**The records:**
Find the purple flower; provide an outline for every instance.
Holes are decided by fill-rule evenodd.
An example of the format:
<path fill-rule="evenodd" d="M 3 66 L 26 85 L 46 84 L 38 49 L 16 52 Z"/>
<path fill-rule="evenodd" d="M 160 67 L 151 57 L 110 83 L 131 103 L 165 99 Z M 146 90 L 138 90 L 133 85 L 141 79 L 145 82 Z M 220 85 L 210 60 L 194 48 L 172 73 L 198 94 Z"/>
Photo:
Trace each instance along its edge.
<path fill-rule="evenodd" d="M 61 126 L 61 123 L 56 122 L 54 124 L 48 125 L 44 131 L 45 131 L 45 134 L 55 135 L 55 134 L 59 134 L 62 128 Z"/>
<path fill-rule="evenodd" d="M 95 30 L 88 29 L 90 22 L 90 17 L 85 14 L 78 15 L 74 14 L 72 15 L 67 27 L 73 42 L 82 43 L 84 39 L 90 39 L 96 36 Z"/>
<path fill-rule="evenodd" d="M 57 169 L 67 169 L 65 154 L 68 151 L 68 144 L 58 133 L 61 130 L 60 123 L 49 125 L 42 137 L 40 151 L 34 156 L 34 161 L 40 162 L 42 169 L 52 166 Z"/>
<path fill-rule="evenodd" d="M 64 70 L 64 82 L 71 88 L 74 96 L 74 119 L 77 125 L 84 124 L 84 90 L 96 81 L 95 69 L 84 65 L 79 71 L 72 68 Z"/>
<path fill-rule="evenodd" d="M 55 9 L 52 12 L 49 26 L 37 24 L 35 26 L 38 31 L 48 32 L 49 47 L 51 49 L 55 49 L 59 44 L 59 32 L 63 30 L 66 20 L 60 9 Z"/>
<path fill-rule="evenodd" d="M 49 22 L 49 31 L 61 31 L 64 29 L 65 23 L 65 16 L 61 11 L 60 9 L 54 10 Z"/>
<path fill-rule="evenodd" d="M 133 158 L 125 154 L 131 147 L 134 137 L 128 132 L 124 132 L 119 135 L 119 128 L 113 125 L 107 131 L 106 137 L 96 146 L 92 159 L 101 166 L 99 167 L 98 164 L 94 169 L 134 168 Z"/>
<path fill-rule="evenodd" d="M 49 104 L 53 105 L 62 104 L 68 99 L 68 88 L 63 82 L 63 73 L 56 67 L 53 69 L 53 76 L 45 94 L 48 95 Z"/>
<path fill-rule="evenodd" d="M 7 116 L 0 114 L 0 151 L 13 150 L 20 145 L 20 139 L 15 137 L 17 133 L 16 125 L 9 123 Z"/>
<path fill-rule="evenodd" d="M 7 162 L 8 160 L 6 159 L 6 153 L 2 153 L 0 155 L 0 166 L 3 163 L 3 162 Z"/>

**Required task:** Reproduce the items above in full, swapping "instance" for "occurrence" everywhere it appears. Leave every other character unchanged.

**The solution:**
Find the purple flower; provide an outline for every occurrence.
Holes are decided by fill-rule evenodd.
An example of the format:
<path fill-rule="evenodd" d="M 3 66 L 26 85 L 46 84 L 38 49 L 16 52 Z"/>
<path fill-rule="evenodd" d="M 160 67 L 151 57 L 110 83 L 131 103 L 165 99 Z M 146 90 L 138 90 L 133 85 L 141 79 L 145 82 Z M 220 85 L 210 60 L 194 48 L 172 73 L 198 94 Z"/>
Photo:
Trace each occurrence along its edge.
<path fill-rule="evenodd" d="M 61 126 L 61 123 L 56 122 L 54 124 L 48 125 L 44 131 L 45 131 L 45 134 L 55 135 L 55 134 L 59 134 L 62 128 Z"/>
<path fill-rule="evenodd" d="M 95 30 L 88 29 L 90 22 L 90 17 L 85 14 L 78 15 L 74 14 L 72 15 L 67 27 L 73 42 L 82 43 L 84 39 L 90 39 L 96 36 Z"/>
<path fill-rule="evenodd" d="M 57 169 L 67 169 L 65 154 L 68 151 L 68 144 L 58 133 L 61 130 L 60 123 L 49 125 L 42 137 L 40 151 L 34 156 L 34 161 L 40 162 L 42 169 L 52 166 Z"/>
<path fill-rule="evenodd" d="M 64 70 L 64 82 L 71 88 L 74 96 L 74 119 L 77 125 L 84 124 L 84 90 L 96 81 L 95 69 L 84 65 L 79 71 L 72 68 Z"/>
<path fill-rule="evenodd" d="M 55 9 L 52 12 L 49 26 L 37 24 L 35 26 L 38 31 L 48 32 L 49 47 L 51 49 L 55 49 L 59 44 L 59 32 L 63 30 L 66 20 L 60 9 Z"/>
<path fill-rule="evenodd" d="M 49 22 L 49 31 L 61 31 L 64 29 L 65 23 L 65 16 L 61 11 L 60 9 L 54 10 Z"/>
<path fill-rule="evenodd" d="M 133 158 L 125 154 L 131 147 L 134 137 L 128 132 L 124 132 L 119 135 L 119 128 L 113 125 L 107 131 L 106 137 L 96 146 L 92 159 L 101 166 L 99 167 L 98 164 L 94 169 L 134 168 Z"/>
<path fill-rule="evenodd" d="M 49 104 L 53 105 L 62 104 L 68 99 L 68 88 L 63 82 L 63 73 L 56 67 L 53 69 L 53 76 L 45 94 L 48 95 Z"/>
<path fill-rule="evenodd" d="M 7 116 L 0 114 L 0 151 L 13 150 L 20 145 L 20 139 L 15 137 L 17 133 L 16 125 L 9 123 Z"/>
<path fill-rule="evenodd" d="M 7 162 L 8 160 L 6 159 L 6 153 L 2 153 L 0 155 L 0 166 L 3 163 L 3 162 Z"/>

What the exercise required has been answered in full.